» **GIVEN INSTRUCTION**
Format every line of the records below as a numbered list, skipping any blank lines. Leave the pictures out.

----

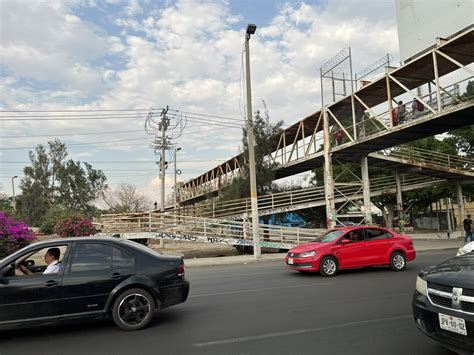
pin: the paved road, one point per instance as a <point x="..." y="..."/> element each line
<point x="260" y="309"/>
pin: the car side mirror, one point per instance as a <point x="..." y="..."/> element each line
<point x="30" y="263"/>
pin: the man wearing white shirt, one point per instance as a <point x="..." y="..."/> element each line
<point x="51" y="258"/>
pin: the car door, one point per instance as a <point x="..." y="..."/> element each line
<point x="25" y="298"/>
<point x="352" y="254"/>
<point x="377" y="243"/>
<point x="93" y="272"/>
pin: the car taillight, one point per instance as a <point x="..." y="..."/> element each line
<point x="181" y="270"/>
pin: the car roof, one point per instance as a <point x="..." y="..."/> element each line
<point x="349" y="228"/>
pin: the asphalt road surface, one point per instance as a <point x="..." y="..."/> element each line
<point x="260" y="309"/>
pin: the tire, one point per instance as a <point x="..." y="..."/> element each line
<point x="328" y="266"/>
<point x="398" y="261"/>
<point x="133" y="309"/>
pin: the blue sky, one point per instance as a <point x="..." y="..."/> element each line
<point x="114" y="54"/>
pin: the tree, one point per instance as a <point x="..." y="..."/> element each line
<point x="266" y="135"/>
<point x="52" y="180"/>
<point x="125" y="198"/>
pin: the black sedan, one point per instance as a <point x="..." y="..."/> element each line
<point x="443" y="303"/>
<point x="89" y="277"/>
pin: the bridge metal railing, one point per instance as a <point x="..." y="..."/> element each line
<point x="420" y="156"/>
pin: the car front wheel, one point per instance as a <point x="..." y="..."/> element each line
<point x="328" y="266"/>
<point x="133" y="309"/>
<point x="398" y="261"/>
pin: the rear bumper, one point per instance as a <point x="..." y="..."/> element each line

----

» **SOLUTION**
1. pin: the paved road, one point per instance as a <point x="..." y="..."/> element each line
2. <point x="260" y="309"/>
3. pin: the car side mirror, one point per instance as a <point x="..." y="..."/> element each line
4. <point x="30" y="263"/>
5. pin: the man wearing white shirt, one point per instance as a <point x="..." y="..."/> element each line
6. <point x="51" y="258"/>
7. pin: the car door, one point per instance as a <point x="..." y="..."/> element each line
8. <point x="25" y="298"/>
9. <point x="352" y="254"/>
10. <point x="377" y="243"/>
11. <point x="93" y="272"/>
12. pin: the car taillight, one point per instance as a <point x="..." y="..."/> element each line
13. <point x="181" y="270"/>
14. pin: the car roof, one point per instance as a <point x="..." y="..."/> element each line
15. <point x="349" y="228"/>
16. pin: the asphalt road surface, one point per instance as a <point x="..." y="..."/> element each line
17. <point x="260" y="309"/>
18. pin: the tire, one point per instance as a <point x="..." y="..."/> element each line
19. <point x="328" y="266"/>
20. <point x="398" y="261"/>
21. <point x="133" y="309"/>
22. pin: the blue sky, one point per instance as a <point x="..." y="..."/> element each line
23. <point x="114" y="54"/>
24. pin: the tree, one point per instance as a <point x="..." y="..."/> element each line
25. <point x="266" y="135"/>
26. <point x="52" y="180"/>
27. <point x="125" y="198"/>
28. pin: the black sedan, one point per instance as a <point x="..." y="..."/> element each line
29. <point x="443" y="303"/>
30. <point x="89" y="277"/>
31. pin: the bridge metal railing, one point per instance as a <point x="..." y="..."/> element each line
32. <point x="420" y="156"/>
33. pin: the car front wheel, one point per instance as a <point x="..." y="..."/> element each line
34. <point x="328" y="266"/>
35. <point x="133" y="309"/>
36. <point x="398" y="261"/>
37. pin: the rear bumper, one point per instance as a <point x="..." y="..."/> element each line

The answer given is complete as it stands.